▸ **What to produce**
Output all records verbatim.

▸ **Material for the task**
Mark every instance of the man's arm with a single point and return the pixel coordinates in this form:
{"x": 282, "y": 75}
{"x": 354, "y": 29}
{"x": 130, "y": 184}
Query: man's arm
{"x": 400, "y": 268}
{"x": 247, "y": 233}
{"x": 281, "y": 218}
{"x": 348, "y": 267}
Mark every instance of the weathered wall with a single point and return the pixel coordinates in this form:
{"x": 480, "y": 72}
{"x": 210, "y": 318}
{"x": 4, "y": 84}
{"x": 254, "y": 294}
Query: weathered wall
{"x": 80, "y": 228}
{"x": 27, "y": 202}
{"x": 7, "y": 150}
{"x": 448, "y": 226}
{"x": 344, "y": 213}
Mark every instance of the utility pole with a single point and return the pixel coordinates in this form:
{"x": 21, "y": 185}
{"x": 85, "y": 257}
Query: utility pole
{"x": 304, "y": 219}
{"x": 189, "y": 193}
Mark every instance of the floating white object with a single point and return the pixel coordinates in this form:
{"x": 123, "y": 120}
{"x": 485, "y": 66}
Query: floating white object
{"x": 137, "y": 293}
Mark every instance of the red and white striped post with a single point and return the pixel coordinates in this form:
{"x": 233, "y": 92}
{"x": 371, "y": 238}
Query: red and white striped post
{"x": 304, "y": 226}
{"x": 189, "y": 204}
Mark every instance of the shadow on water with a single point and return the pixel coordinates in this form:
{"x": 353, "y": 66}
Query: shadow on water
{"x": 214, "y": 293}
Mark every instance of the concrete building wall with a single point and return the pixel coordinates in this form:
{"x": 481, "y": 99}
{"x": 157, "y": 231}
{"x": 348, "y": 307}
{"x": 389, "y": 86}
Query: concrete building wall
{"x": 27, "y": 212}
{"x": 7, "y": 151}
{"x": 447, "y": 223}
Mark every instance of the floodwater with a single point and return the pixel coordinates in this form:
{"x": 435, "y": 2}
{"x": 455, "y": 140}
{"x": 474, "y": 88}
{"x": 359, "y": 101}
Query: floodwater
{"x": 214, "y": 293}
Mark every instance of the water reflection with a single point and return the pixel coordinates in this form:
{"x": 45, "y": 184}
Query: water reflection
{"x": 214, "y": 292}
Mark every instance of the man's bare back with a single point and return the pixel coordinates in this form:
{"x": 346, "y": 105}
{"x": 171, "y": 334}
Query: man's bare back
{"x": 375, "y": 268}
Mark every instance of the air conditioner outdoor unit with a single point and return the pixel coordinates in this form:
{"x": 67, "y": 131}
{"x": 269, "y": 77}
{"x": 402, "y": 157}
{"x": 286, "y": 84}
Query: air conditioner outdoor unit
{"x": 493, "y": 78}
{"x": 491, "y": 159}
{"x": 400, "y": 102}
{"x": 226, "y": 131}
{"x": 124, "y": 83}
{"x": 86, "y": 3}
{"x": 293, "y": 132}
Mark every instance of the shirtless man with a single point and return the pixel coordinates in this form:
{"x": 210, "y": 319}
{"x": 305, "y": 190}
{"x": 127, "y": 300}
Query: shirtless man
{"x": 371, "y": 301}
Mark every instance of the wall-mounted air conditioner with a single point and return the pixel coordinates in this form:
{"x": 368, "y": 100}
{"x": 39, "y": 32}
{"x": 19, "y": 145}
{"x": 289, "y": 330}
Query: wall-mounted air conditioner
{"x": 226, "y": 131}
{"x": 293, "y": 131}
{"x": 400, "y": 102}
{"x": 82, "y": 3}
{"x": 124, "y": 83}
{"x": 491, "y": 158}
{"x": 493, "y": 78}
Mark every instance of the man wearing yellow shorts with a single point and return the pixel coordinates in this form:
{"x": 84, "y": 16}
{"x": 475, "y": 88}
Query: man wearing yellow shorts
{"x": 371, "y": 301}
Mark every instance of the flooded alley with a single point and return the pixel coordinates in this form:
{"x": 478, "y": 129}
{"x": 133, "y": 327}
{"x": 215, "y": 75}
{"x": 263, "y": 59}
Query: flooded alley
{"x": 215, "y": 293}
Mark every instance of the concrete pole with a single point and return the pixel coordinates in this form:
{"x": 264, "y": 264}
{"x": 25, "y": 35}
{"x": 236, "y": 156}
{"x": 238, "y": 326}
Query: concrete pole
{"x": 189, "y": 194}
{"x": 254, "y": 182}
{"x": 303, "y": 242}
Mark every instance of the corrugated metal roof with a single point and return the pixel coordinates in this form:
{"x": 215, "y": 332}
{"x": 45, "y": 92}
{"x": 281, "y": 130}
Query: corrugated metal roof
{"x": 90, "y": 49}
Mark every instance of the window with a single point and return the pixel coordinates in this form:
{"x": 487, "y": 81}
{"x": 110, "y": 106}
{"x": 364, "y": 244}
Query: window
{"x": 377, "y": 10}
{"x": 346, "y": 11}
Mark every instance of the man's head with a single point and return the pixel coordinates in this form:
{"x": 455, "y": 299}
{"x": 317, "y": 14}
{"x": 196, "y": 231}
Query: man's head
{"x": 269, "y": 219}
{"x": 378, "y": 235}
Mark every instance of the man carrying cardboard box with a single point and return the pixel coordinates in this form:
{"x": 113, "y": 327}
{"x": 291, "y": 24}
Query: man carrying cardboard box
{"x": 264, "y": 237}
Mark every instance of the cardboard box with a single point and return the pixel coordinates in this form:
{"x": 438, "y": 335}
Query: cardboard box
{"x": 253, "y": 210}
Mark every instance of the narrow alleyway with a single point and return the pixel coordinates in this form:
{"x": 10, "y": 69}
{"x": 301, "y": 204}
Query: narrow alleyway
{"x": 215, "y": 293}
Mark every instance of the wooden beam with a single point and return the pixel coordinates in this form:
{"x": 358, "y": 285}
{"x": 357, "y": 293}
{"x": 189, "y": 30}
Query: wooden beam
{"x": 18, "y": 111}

▸ **Task solution**
Mark every instance of the man's arm with a single point and return the pixel coordinates in this form:
{"x": 282, "y": 75}
{"x": 354, "y": 29}
{"x": 130, "y": 184}
Query: man's arm
{"x": 400, "y": 268}
{"x": 247, "y": 233}
{"x": 281, "y": 218}
{"x": 348, "y": 267}
Mark every instance of the weathered wall with a single point and return the pixel coordinates in this form:
{"x": 480, "y": 72}
{"x": 210, "y": 318}
{"x": 4, "y": 84}
{"x": 254, "y": 294}
Query: weathered wall
{"x": 80, "y": 228}
{"x": 27, "y": 202}
{"x": 7, "y": 150}
{"x": 448, "y": 226}
{"x": 344, "y": 213}
Mark every instance of the utility pole with a single point and return the pixel coordinates in this form:
{"x": 21, "y": 185}
{"x": 85, "y": 257}
Query: utility pole
{"x": 304, "y": 219}
{"x": 189, "y": 193}
Mark every instance of the floating white object with a single point and return the pixel coordinates in this form:
{"x": 123, "y": 120}
{"x": 485, "y": 66}
Query: floating white object
{"x": 137, "y": 293}
Mark every instance of the red and white striped post with a single point and return the pixel coordinates in this form:
{"x": 233, "y": 92}
{"x": 371, "y": 238}
Query: red and white striped post
{"x": 304, "y": 226}
{"x": 189, "y": 204}
Mark every instance of the shadow on water with a single point and return the pixel coordinates in this form:
{"x": 353, "y": 66}
Query: shadow on water
{"x": 214, "y": 293}
Mark every instance of the concrete building wall with a single point and return the pixel coordinates in this form:
{"x": 481, "y": 99}
{"x": 157, "y": 231}
{"x": 348, "y": 307}
{"x": 389, "y": 86}
Query: concrete building wall
{"x": 27, "y": 212}
{"x": 7, "y": 151}
{"x": 447, "y": 223}
Mark every instance of the floodwater with a single point and return the pixel coordinates in this form:
{"x": 435, "y": 2}
{"x": 455, "y": 140}
{"x": 474, "y": 88}
{"x": 359, "y": 101}
Query: floodwater
{"x": 214, "y": 293}
Mark every instance of the water reflection with a single point and return the pixel coordinates in this form:
{"x": 45, "y": 184}
Query: water reflection
{"x": 214, "y": 292}
Mark every instance of the man's bare back with a single point and return the pixel coordinates in this form:
{"x": 346, "y": 105}
{"x": 171, "y": 334}
Query: man's bare back
{"x": 375, "y": 268}
Mark every instance of the air conditioner outdoor unit with a single point and return the pixel coordinates in this form:
{"x": 67, "y": 131}
{"x": 269, "y": 77}
{"x": 402, "y": 157}
{"x": 286, "y": 84}
Query: air conditioner outdoor unit
{"x": 493, "y": 78}
{"x": 491, "y": 159}
{"x": 400, "y": 102}
{"x": 226, "y": 131}
{"x": 124, "y": 83}
{"x": 86, "y": 3}
{"x": 293, "y": 132}
Mark every instance of the shirtless man with a single point and return the pixel coordinates in this form:
{"x": 210, "y": 319}
{"x": 305, "y": 190}
{"x": 127, "y": 300}
Query: shirtless man
{"x": 371, "y": 301}
Mark every instance of the wall-mounted air conditioner with a single point and return the pixel coordinates in this form:
{"x": 368, "y": 100}
{"x": 39, "y": 32}
{"x": 19, "y": 145}
{"x": 289, "y": 330}
Query: wall-mounted air conditioner
{"x": 226, "y": 131}
{"x": 293, "y": 131}
{"x": 400, "y": 102}
{"x": 82, "y": 3}
{"x": 124, "y": 83}
{"x": 491, "y": 158}
{"x": 493, "y": 78}
Mark every instance of the man wearing yellow shorts with a single point and return the pixel coordinates in this form:
{"x": 84, "y": 16}
{"x": 475, "y": 88}
Query: man wearing yellow shorts
{"x": 371, "y": 301}
Mark every instance of the flooded alley with a single point and return the pixel coordinates in this form:
{"x": 478, "y": 129}
{"x": 133, "y": 327}
{"x": 215, "y": 75}
{"x": 263, "y": 59}
Query: flooded alley
{"x": 215, "y": 293}
Mark every instance of the concrete pole with a single point and return the pixel coordinates in this form:
{"x": 264, "y": 264}
{"x": 25, "y": 35}
{"x": 236, "y": 156}
{"x": 238, "y": 326}
Query: concrete pole
{"x": 189, "y": 194}
{"x": 254, "y": 182}
{"x": 303, "y": 242}
Mark every instance of the corrugated metal roof with a single point and return the pixel coordinates in this form:
{"x": 215, "y": 332}
{"x": 45, "y": 92}
{"x": 281, "y": 130}
Query: corrugated metal roof
{"x": 90, "y": 49}
Mark every instance of the window with a single point and return the pixel coordinates in this form:
{"x": 487, "y": 81}
{"x": 110, "y": 106}
{"x": 364, "y": 244}
Query: window
{"x": 377, "y": 10}
{"x": 346, "y": 11}
Mark every instance of the man's head with a single point and return the pixel coordinates in this form:
{"x": 455, "y": 299}
{"x": 317, "y": 14}
{"x": 196, "y": 231}
Query: man's head
{"x": 269, "y": 219}
{"x": 378, "y": 235}
Mark every instance of the man carrying cardboard box with a single point and return the pixel coordinates in this form:
{"x": 113, "y": 327}
{"x": 291, "y": 24}
Query: man carrying cardboard box
{"x": 264, "y": 237}
Mark every instance of the cardboard box with a single point and return the pixel coordinates in this form:
{"x": 438, "y": 335}
Query: cardboard box
{"x": 253, "y": 210}
Mark every instance of the narrow alleyway with a single point and return the pixel coordinates in this form:
{"x": 10, "y": 69}
{"x": 301, "y": 204}
Query: narrow alleyway
{"x": 215, "y": 293}
Mark every instance of the wooden beam with a single point and return the pixel coordinates in this form:
{"x": 358, "y": 285}
{"x": 357, "y": 293}
{"x": 189, "y": 30}
Query: wooden beam
{"x": 18, "y": 111}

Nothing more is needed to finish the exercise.